◆ **Do this**: Give the data again, word for word.

— START Data for this exercise —

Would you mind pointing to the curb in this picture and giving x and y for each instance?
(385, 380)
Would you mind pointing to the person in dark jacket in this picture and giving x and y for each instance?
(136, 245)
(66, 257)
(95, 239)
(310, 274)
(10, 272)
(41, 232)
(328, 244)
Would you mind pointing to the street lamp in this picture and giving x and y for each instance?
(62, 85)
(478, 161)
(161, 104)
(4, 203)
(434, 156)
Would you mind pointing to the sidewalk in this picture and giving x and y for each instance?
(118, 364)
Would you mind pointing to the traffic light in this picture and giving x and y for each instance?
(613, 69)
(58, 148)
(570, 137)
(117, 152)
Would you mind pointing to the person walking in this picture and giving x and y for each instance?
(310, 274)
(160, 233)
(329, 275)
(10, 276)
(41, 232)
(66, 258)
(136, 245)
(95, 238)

— END Data for this exercise —

◆ **Full response**:
Would you mind pointing to the curb in this picture and giving x and y for each instance?
(385, 380)
Would you mind pointing to the person in dark jacket in this picture and giving x and y for each instance?
(136, 245)
(66, 257)
(95, 239)
(310, 274)
(10, 272)
(41, 232)
(328, 244)
Would you mind pointing to the street lamp in this picture and giving x and y for each instance?
(62, 85)
(478, 161)
(161, 104)
(4, 203)
(434, 156)
Would you mind pointing to the sidewalk in this picture and giving x and y for each instance?
(118, 364)
Would you mind pointing to the traffic light in this picture and giving x and y for each instance?
(613, 69)
(58, 148)
(570, 137)
(117, 152)
Would you mind pointing to the person walking in this picture and giving x and y for each instance?
(310, 274)
(160, 233)
(329, 275)
(10, 276)
(41, 232)
(66, 258)
(136, 245)
(95, 238)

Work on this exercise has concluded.